→ **Directive**
Locate each line in the items below that contains the string "glacier", treating uppercase and lowercase as distinct, and copy every such line.

[A block of data]
════════════════════

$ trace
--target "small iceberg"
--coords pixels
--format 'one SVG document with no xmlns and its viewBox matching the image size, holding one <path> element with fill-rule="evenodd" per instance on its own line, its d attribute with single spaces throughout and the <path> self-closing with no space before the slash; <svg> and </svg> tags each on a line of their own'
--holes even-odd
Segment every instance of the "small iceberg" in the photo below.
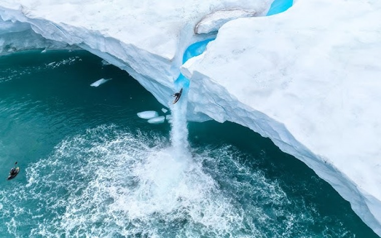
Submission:
<svg viewBox="0 0 381 238">
<path fill-rule="evenodd" d="M 159 115 L 159 114 L 155 111 L 145 111 L 144 112 L 138 112 L 136 113 L 136 115 L 140 118 L 150 119 L 154 117 L 157 117 Z"/>
<path fill-rule="evenodd" d="M 93 86 L 93 87 L 98 87 L 101 84 L 103 84 L 104 83 L 106 83 L 109 80 L 111 80 L 112 79 L 105 79 L 103 78 L 102 78 L 100 79 L 99 80 L 97 80 L 96 81 L 94 82 L 92 84 L 90 84 L 90 86 Z"/>
<path fill-rule="evenodd" d="M 106 65 L 110 65 L 111 64 L 110 64 L 108 61 L 107 61 L 105 60 L 102 60 L 102 65 L 103 66 L 106 66 Z"/>
<path fill-rule="evenodd" d="M 164 116 L 160 116 L 159 117 L 151 118 L 150 119 L 148 120 L 148 123 L 151 123 L 151 124 L 162 123 L 163 122 L 164 122 L 164 120 L 165 119 L 165 117 L 164 117 Z"/>
</svg>

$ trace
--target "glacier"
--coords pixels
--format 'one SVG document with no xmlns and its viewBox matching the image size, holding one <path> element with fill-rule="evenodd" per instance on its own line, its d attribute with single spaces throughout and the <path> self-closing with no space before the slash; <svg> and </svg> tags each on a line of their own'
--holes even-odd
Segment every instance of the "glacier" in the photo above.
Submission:
<svg viewBox="0 0 381 238">
<path fill-rule="evenodd" d="M 381 235 L 381 3 L 298 0 L 264 17 L 271 0 L 126 2 L 3 0 L 0 53 L 84 49 L 167 107 L 182 73 L 188 120 L 270 138 Z M 189 46 L 215 38 L 184 63 Z"/>
</svg>

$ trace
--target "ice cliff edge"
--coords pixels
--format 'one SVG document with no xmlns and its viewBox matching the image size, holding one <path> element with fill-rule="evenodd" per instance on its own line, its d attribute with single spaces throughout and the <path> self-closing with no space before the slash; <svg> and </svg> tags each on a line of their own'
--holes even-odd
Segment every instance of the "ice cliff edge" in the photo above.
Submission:
<svg viewBox="0 0 381 238">
<path fill-rule="evenodd" d="M 263 16 L 270 4 L 5 0 L 0 46 L 81 47 L 166 105 L 185 49 L 216 34 L 195 34 L 201 20 L 224 10 Z M 192 82 L 189 119 L 228 120 L 270 137 L 329 182 L 379 235 L 380 9 L 376 0 L 299 0 L 281 15 L 224 25 L 181 70 Z M 20 37 L 26 32 L 28 42 Z"/>
</svg>

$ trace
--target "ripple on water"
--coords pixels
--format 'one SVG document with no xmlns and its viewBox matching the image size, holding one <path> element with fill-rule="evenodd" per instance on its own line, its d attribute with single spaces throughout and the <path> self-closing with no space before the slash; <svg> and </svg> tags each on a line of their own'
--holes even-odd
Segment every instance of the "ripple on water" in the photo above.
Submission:
<svg viewBox="0 0 381 238">
<path fill-rule="evenodd" d="M 0 190 L 4 232 L 30 237 L 337 237 L 231 146 L 175 154 L 167 139 L 102 126 L 62 141 Z M 11 218 L 11 216 L 13 217 Z M 29 227 L 28 229 L 23 227 Z M 20 234 L 25 237 L 27 234 Z"/>
</svg>

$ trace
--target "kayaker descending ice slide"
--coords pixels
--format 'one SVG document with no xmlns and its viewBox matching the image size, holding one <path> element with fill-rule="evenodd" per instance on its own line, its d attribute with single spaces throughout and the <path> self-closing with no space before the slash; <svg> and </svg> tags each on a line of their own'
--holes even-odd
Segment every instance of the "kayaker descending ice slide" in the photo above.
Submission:
<svg viewBox="0 0 381 238">
<path fill-rule="evenodd" d="M 175 93 L 174 94 L 172 95 L 172 97 L 175 97 L 174 101 L 173 101 L 173 104 L 177 102 L 177 101 L 180 99 L 180 97 L 181 96 L 181 94 L 182 94 L 182 88 L 180 89 L 180 92 L 178 93 Z"/>
</svg>

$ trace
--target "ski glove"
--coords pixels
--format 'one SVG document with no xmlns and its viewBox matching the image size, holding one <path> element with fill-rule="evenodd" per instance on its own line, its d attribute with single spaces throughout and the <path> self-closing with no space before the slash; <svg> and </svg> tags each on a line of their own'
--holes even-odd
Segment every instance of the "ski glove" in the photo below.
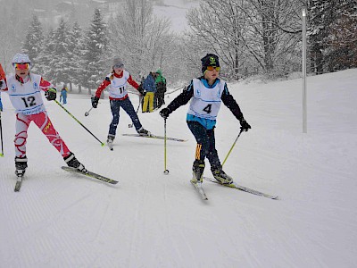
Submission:
<svg viewBox="0 0 357 268">
<path fill-rule="evenodd" d="M 171 112 L 170 111 L 169 108 L 163 108 L 162 111 L 160 111 L 160 115 L 161 115 L 163 119 L 166 119 L 166 118 L 169 117 L 169 114 L 170 114 L 170 113 L 171 113 Z"/>
<path fill-rule="evenodd" d="M 98 106 L 98 102 L 99 102 L 99 97 L 97 97 L 96 96 L 92 98 L 93 108 L 96 108 L 96 106 Z"/>
<path fill-rule="evenodd" d="M 55 100 L 57 97 L 57 90 L 54 88 L 50 88 L 45 92 L 45 96 L 47 100 Z"/>
<path fill-rule="evenodd" d="M 240 121 L 240 130 L 242 131 L 248 131 L 249 129 L 252 129 L 251 125 L 245 121 L 245 119 L 242 119 Z"/>
</svg>

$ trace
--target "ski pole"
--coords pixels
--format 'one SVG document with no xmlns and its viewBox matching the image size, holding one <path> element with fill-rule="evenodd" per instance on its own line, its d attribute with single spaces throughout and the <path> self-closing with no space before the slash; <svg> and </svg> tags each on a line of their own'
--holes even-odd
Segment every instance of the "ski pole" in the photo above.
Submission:
<svg viewBox="0 0 357 268">
<path fill-rule="evenodd" d="M 88 116 L 89 115 L 89 112 L 92 111 L 93 107 L 91 107 L 88 112 L 84 113 L 85 116 Z"/>
<path fill-rule="evenodd" d="M 240 130 L 240 132 L 239 132 L 238 136 L 237 137 L 237 138 L 236 138 L 235 142 L 233 143 L 232 147 L 230 147 L 230 149 L 229 149 L 228 153 L 227 154 L 227 156 L 226 156 L 226 158 L 224 158 L 224 161 L 223 161 L 222 166 L 223 166 L 223 164 L 226 163 L 226 161 L 227 161 L 227 158 L 228 158 L 228 156 L 229 156 L 229 155 L 230 155 L 230 152 L 232 152 L 232 150 L 233 150 L 233 147 L 236 146 L 237 140 L 238 140 L 238 138 L 239 138 L 240 134 L 242 134 L 242 132 L 243 132 L 243 130 Z"/>
<path fill-rule="evenodd" d="M 2 124 L 1 124 L 1 111 L 0 111 L 0 138 L 1 138 L 1 154 L 0 154 L 0 156 L 4 157 L 3 127 L 2 127 Z"/>
<path fill-rule="evenodd" d="M 163 163 L 164 163 L 164 172 L 165 175 L 169 174 L 169 170 L 166 169 L 166 118 L 163 120 Z"/>
<path fill-rule="evenodd" d="M 66 108 L 64 108 L 57 100 L 54 100 L 54 102 L 55 102 L 57 105 L 59 105 L 61 108 L 62 108 L 64 111 L 66 111 L 66 113 L 67 113 L 68 114 L 70 114 L 71 117 L 73 118 L 73 119 L 74 119 L 79 125 L 81 125 L 87 131 L 88 131 L 90 135 L 92 135 L 94 138 L 95 138 L 95 139 L 101 143 L 102 147 L 104 147 L 104 146 L 105 145 L 104 143 L 103 143 L 102 141 L 100 141 L 100 139 L 99 139 L 98 138 L 96 138 L 92 132 L 90 132 L 88 129 L 87 129 L 77 118 L 75 118 L 75 117 L 73 116 L 73 114 L 71 114 Z"/>
<path fill-rule="evenodd" d="M 137 114 L 137 112 L 139 111 L 140 104 L 141 104 L 141 96 L 139 96 L 139 105 L 137 105 L 137 112 L 136 112 Z M 128 127 L 129 127 L 129 128 L 132 128 L 132 127 L 133 127 L 133 123 L 129 124 Z"/>
</svg>

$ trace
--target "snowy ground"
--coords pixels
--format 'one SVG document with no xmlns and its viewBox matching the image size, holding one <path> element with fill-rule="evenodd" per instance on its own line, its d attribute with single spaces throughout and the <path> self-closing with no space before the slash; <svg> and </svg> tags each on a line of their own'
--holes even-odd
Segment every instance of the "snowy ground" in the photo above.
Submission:
<svg viewBox="0 0 357 268">
<path fill-rule="evenodd" d="M 308 78 L 308 133 L 302 133 L 302 80 L 229 85 L 253 129 L 224 165 L 270 200 L 205 181 L 202 201 L 189 183 L 195 140 L 187 106 L 167 121 L 163 142 L 135 133 L 121 113 L 114 151 L 102 147 L 55 103 L 47 110 L 86 167 L 115 186 L 61 170 L 61 155 L 31 125 L 29 168 L 13 192 L 14 115 L 2 94 L 4 157 L 0 159 L 1 267 L 355 267 L 357 262 L 357 70 Z M 132 96 L 134 105 L 137 96 Z M 166 102 L 172 100 L 172 96 Z M 66 108 L 105 140 L 108 100 L 90 115 L 89 96 L 70 95 Z M 163 134 L 158 113 L 139 113 Z M 222 105 L 216 130 L 223 161 L 239 130 Z M 211 176 L 207 163 L 206 176 Z"/>
</svg>

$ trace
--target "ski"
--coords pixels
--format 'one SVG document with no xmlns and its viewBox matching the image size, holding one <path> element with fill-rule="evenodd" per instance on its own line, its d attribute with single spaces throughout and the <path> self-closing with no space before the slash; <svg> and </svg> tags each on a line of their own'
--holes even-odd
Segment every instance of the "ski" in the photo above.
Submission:
<svg viewBox="0 0 357 268">
<path fill-rule="evenodd" d="M 62 166 L 62 169 L 66 171 L 66 172 L 72 172 L 72 173 L 75 173 L 75 174 L 87 176 L 87 177 L 89 177 L 89 178 L 92 178 L 92 179 L 96 179 L 96 180 L 102 180 L 104 182 L 110 183 L 110 184 L 117 184 L 119 182 L 117 180 L 106 178 L 104 176 L 99 175 L 99 174 L 92 172 L 87 172 L 86 173 L 86 172 L 79 172 L 79 170 L 77 170 L 75 168 L 69 167 L 69 166 Z"/>
<path fill-rule="evenodd" d="M 241 191 L 244 191 L 244 192 L 246 192 L 246 193 L 250 193 L 250 194 L 253 194 L 253 195 L 255 195 L 255 196 L 264 197 L 270 198 L 270 199 L 275 199 L 275 200 L 278 199 L 278 196 L 272 196 L 272 195 L 265 194 L 263 192 L 260 192 L 260 191 L 254 190 L 253 188 L 241 186 L 241 185 L 237 184 L 237 182 L 233 182 L 231 184 L 222 184 L 222 183 L 218 182 L 215 179 L 212 179 L 212 178 L 209 178 L 209 177 L 203 177 L 203 179 L 206 180 L 209 180 L 211 182 L 220 184 L 221 186 L 237 188 L 237 189 L 239 189 Z"/>
<path fill-rule="evenodd" d="M 23 175 L 24 175 L 23 173 L 16 175 L 17 176 L 16 184 L 15 184 L 15 188 L 13 189 L 15 192 L 19 192 L 20 188 L 21 188 Z"/>
<path fill-rule="evenodd" d="M 195 187 L 195 188 L 196 189 L 197 193 L 200 195 L 201 198 L 203 200 L 208 200 L 206 193 L 203 190 L 203 188 L 202 187 L 202 182 L 192 182 L 191 184 Z"/>
<path fill-rule="evenodd" d="M 129 136 L 129 137 L 141 137 L 141 138 L 158 138 L 158 139 L 165 139 L 165 137 L 163 136 L 157 136 L 154 134 L 150 135 L 140 135 L 140 134 L 121 134 L 122 136 Z M 187 141 L 187 139 L 182 139 L 182 138 L 170 138 L 170 137 L 166 137 L 167 140 L 173 140 L 173 141 L 178 141 L 178 142 L 185 142 Z"/>
</svg>

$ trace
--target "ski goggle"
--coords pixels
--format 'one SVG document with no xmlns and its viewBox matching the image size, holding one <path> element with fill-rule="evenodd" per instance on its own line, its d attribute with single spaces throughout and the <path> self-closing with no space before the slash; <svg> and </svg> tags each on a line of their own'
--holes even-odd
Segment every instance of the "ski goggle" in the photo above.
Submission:
<svg viewBox="0 0 357 268">
<path fill-rule="evenodd" d="M 220 67 L 213 67 L 213 66 L 208 65 L 208 66 L 207 66 L 207 70 L 208 70 L 208 71 L 216 70 L 217 71 L 220 71 Z"/>
<path fill-rule="evenodd" d="M 114 66 L 112 66 L 112 68 L 114 69 L 119 69 L 119 68 L 123 68 L 124 64 L 115 64 Z"/>
<path fill-rule="evenodd" d="M 12 63 L 13 68 L 15 70 L 29 70 L 29 63 Z"/>
</svg>

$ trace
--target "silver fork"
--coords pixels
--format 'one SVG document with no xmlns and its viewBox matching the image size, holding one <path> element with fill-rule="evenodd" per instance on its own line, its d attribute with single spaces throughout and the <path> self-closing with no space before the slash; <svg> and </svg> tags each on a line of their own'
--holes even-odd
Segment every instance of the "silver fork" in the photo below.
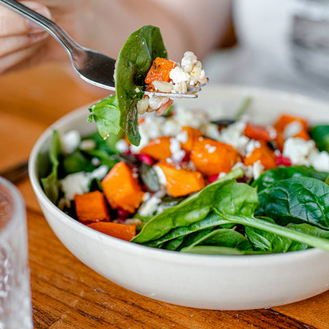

════════════════════

→ **Result for this task**
--target "glacier"
Segment every instance of the "glacier" in the photo above.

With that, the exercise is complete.